-------- Provided entries --------
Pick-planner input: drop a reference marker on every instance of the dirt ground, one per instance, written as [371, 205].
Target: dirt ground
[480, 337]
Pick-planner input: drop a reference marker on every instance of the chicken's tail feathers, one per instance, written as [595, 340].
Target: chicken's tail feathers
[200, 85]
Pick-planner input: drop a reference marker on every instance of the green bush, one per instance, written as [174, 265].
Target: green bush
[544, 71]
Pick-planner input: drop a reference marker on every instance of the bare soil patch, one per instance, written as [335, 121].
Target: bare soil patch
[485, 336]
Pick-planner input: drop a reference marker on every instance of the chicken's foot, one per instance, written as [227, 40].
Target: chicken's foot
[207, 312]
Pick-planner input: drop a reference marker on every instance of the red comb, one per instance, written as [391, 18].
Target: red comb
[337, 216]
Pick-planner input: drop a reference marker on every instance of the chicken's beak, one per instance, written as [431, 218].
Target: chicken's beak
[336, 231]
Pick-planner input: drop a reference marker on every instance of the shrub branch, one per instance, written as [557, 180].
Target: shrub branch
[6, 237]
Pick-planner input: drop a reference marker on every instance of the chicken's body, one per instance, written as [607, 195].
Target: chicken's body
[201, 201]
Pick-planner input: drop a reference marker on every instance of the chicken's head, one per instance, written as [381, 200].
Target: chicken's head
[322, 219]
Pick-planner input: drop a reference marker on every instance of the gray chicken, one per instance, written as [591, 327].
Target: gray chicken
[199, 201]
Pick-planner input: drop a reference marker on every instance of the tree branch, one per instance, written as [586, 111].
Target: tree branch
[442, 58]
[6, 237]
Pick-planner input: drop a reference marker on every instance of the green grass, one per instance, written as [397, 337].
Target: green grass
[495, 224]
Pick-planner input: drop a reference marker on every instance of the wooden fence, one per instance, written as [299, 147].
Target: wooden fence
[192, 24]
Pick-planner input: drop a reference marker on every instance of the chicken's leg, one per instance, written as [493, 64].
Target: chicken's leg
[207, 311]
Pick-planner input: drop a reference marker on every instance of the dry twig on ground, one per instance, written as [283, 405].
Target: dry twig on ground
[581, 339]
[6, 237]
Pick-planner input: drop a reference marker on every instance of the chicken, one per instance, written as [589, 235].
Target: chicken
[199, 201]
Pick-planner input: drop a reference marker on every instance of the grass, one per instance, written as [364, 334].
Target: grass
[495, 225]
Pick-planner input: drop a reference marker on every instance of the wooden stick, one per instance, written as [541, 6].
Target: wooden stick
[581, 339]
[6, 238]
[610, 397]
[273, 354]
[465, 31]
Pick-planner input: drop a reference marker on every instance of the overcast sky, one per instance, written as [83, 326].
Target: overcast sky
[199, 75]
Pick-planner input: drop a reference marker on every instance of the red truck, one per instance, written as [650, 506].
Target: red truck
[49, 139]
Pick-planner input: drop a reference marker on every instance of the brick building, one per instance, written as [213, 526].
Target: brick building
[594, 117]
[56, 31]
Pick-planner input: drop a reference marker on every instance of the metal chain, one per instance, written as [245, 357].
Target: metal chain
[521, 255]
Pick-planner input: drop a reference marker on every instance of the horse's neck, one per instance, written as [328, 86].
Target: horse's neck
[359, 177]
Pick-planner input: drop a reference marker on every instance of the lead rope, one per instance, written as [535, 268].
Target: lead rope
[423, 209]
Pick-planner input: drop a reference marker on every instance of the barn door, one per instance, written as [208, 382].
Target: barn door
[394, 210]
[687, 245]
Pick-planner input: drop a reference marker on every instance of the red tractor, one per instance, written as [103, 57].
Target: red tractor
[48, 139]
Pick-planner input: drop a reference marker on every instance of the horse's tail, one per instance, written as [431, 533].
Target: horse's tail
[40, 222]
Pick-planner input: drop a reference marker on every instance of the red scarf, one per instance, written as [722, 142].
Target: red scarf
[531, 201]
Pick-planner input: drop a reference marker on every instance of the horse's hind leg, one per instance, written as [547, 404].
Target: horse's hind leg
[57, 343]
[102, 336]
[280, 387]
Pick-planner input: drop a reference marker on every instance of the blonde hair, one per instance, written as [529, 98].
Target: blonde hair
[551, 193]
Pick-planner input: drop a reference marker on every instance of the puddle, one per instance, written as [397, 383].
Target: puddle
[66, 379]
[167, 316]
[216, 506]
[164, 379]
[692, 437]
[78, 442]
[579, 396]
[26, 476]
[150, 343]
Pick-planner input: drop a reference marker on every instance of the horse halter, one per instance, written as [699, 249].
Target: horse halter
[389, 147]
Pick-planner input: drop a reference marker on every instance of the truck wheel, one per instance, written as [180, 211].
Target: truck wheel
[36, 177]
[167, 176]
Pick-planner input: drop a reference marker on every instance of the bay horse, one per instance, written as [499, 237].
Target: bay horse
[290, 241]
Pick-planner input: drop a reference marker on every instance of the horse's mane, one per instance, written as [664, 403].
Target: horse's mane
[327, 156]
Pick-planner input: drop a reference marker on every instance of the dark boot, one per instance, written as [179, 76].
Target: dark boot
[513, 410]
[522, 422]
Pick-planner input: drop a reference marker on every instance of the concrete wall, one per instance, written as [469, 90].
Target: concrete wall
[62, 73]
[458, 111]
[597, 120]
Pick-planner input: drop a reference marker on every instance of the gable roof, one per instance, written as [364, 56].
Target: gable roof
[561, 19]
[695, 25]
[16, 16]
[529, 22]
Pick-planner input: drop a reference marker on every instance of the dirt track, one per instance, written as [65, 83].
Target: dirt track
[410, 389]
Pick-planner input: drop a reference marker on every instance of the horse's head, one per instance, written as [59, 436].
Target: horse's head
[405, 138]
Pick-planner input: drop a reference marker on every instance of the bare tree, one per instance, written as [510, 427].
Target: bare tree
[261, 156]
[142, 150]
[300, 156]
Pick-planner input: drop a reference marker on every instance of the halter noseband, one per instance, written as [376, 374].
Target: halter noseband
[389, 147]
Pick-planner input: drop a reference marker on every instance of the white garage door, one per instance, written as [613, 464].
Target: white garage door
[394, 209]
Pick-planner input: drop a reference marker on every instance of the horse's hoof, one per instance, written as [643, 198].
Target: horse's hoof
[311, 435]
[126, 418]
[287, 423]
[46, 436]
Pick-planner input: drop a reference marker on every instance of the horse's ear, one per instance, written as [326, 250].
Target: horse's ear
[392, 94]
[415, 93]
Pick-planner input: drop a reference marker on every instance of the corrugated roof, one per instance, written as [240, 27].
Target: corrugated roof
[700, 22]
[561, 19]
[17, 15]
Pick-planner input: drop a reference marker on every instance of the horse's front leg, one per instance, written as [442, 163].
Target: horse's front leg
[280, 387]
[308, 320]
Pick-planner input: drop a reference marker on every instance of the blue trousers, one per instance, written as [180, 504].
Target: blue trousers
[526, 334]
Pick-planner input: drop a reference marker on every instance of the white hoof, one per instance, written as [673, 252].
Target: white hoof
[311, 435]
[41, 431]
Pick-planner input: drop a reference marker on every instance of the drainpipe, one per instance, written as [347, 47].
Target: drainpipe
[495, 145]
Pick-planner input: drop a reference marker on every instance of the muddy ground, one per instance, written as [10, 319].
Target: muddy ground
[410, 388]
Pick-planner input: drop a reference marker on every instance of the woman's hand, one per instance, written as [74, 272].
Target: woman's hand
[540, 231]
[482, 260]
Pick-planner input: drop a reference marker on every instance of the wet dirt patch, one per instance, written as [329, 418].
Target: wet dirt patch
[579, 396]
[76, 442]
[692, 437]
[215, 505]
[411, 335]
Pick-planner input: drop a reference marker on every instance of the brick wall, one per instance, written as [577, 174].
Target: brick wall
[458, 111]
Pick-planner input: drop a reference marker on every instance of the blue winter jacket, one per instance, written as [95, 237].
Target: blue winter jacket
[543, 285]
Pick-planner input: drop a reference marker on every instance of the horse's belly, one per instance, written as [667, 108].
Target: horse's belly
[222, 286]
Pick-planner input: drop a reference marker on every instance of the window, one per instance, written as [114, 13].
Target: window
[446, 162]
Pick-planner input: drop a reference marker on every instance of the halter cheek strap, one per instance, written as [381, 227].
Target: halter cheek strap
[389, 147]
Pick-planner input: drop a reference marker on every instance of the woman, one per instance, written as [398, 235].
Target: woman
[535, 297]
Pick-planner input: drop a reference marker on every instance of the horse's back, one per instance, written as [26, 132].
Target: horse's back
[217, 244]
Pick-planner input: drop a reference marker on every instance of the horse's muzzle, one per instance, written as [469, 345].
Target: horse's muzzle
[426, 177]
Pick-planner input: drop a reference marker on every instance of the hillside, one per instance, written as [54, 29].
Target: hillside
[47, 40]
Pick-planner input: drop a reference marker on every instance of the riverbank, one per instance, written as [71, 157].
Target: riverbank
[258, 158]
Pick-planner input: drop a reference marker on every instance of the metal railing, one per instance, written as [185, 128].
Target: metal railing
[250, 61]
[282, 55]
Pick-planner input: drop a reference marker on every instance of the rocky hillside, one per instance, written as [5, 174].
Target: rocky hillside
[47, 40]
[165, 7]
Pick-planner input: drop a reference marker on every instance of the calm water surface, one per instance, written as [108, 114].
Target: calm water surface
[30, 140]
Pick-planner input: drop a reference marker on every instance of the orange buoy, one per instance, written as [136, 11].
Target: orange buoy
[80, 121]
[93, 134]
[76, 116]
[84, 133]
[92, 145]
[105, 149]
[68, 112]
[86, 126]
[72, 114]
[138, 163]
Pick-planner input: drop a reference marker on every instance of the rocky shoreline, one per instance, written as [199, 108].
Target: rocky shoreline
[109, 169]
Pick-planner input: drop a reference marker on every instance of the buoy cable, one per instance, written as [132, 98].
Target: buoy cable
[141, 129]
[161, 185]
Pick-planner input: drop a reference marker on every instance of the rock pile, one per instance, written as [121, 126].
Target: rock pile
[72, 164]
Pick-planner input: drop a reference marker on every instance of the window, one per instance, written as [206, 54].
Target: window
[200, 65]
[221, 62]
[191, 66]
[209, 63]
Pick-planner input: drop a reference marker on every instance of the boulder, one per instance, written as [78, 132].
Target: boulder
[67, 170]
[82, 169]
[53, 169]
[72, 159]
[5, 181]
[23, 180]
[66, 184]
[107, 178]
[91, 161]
--------
The lines to reproduce run from the one that contains "as [136, 11]." through the last line above; copy them exactly.

Pick-planner input: drop a reference marker on every instance of the orange buoy, one per instance, written as [136, 11].
Target: orange buoy
[80, 121]
[93, 134]
[76, 116]
[84, 133]
[92, 145]
[105, 149]
[68, 112]
[86, 126]
[72, 114]
[138, 163]
Pick-planner input: drop a reference marker on every instance of the rocky shoreline, one per instance, written as [199, 108].
Target: rocky shoreline
[109, 169]
Pick-planner input: drop a reference marker on every instance of the buoy cable, one per instance, written as [132, 98].
Target: buoy cable
[141, 129]
[161, 185]
Pick-planner input: drop a reference marker on every instance of the rock pile, one per instance, written as [121, 126].
Target: rock pile
[72, 164]
Pick-planner input: drop a reference marker on every instance of the window, one per instance, written as [206, 54].
Target: window
[200, 65]
[221, 62]
[191, 66]
[209, 63]
Pick-planner input: drop a reference marker on every instance of the boulder, one per instance, written as [78, 132].
Target: boulder
[67, 170]
[82, 169]
[53, 169]
[72, 159]
[5, 181]
[23, 180]
[66, 184]
[107, 178]
[91, 161]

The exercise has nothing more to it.